Object pointing dataset rows:
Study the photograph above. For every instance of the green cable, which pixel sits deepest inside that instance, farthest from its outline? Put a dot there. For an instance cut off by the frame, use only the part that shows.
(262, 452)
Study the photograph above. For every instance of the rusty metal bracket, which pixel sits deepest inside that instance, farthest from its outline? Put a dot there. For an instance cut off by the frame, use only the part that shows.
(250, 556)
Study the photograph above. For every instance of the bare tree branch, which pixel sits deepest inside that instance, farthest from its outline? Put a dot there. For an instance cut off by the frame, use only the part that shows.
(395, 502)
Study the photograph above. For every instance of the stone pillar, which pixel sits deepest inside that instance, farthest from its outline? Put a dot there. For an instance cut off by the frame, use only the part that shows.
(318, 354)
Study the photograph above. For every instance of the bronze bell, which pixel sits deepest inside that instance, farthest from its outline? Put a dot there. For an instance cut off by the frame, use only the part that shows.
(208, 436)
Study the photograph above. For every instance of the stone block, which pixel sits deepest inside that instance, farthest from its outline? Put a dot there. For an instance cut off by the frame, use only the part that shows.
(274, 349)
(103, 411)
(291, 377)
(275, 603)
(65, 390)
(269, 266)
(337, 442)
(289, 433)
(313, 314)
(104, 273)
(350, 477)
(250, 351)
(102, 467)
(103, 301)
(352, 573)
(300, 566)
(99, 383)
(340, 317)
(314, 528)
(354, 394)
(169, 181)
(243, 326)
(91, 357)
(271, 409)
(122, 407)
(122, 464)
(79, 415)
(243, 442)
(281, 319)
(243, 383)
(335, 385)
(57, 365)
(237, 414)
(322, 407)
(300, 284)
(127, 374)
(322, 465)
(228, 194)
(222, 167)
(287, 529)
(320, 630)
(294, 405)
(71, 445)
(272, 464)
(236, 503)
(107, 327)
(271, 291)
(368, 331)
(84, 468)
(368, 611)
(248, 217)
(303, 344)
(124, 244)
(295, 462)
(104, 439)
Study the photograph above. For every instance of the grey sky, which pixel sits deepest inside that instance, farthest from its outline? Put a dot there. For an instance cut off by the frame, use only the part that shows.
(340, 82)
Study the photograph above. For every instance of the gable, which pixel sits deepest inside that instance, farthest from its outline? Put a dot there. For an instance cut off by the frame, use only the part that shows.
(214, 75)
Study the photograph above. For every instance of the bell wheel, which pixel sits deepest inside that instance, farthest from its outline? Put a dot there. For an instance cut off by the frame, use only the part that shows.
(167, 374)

» Stated goal: Exactly as they are written, print the entries again.

» Right answer:
Study the photograph above. For every instance of the green cable, which pixel sits deepest inside that instance, farthest from its outline? Put a dot there. For an instance cut off by the frame, use only the part that shows.
(262, 452)
Study the photograph above. For every instance of the rusty metal bracket, which pixel sits deepest inside that instance, farthest from its outline? Put a dot there. For an instance cut off by the frame, use only the part that shows.
(250, 556)
Study the photograph above. For every instance of the bare tree branch, which pixel sits deepest inside that instance, farthest from its outline? Put a dot there. For an instance cut off by the frame, use only the part that shows.
(395, 502)
Study the photograph above. For every instance of the stone pillar, which pixel sits deepest inside that instance, farthest from its outline? Put a dot there. For an instance cut off by the frame, use only the part that shows.
(318, 354)
Study the photograph above. For every instance of the bronze bell, which pixel sits deepest inside that instance, farthest from its outline? Put a dot there. For an instance cut off by the frame, use only the part that shows.
(208, 436)
Study the photograph above. For every instance of the stone block, which pixel sits deepest inside that instance, farthest from its outline? Put a dot there. For an instance cut off by the frame, use only the part that shows.
(274, 349)
(103, 411)
(291, 377)
(275, 603)
(65, 390)
(269, 266)
(337, 442)
(289, 433)
(313, 314)
(104, 273)
(350, 477)
(250, 351)
(102, 467)
(103, 301)
(352, 573)
(300, 566)
(99, 383)
(340, 317)
(314, 528)
(354, 394)
(169, 181)
(243, 326)
(91, 357)
(271, 409)
(122, 407)
(122, 464)
(79, 415)
(243, 442)
(281, 319)
(243, 383)
(335, 385)
(57, 365)
(237, 414)
(322, 407)
(300, 284)
(127, 374)
(322, 465)
(228, 194)
(222, 167)
(287, 529)
(320, 630)
(294, 405)
(71, 445)
(272, 464)
(236, 503)
(107, 327)
(271, 291)
(368, 331)
(84, 468)
(368, 611)
(248, 217)
(303, 344)
(124, 244)
(295, 462)
(104, 439)
Study the photograph above. For every instance of the grey sky, which pixel sits deepest inside that instance, farthest from its outline? Put a dot there. For an instance cut off by the frame, use only the part that shows.
(340, 82)
Study the photograph above. For every instance of the gable, which pixel sits deepest inside that instance, farthest from its outline? Put a dot there. For an instance cut off by the frame, use only the part that shows.
(214, 75)
Study the photograph above. For every instance of the bell wheel, which pixel sits deepest inside that instance, farthest from its outline? Put a dot there. For an instance cut off by the frame, use only the part that shows.
(167, 374)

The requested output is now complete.